TASK TO CARRY OUT. Exact copy, no pictures: output all the records that follow.

RECORDS PROVIDED.

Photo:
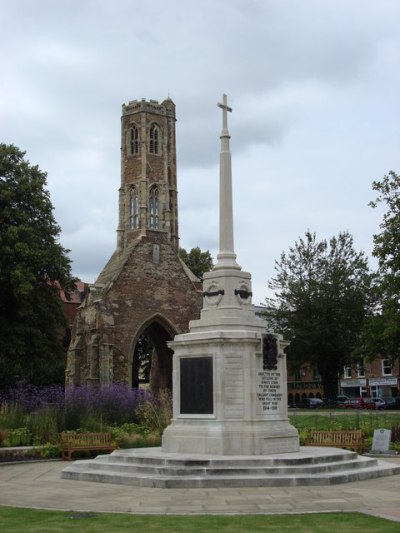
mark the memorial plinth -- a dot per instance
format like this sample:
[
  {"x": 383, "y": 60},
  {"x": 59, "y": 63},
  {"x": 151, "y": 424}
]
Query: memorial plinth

OUTPUT.
Photo:
mark the memorial plinth -- a dot per instance
format like this sample:
[
  {"x": 383, "y": 60},
  {"x": 59, "y": 63},
  {"x": 151, "y": 424}
]
Query: memorial plinth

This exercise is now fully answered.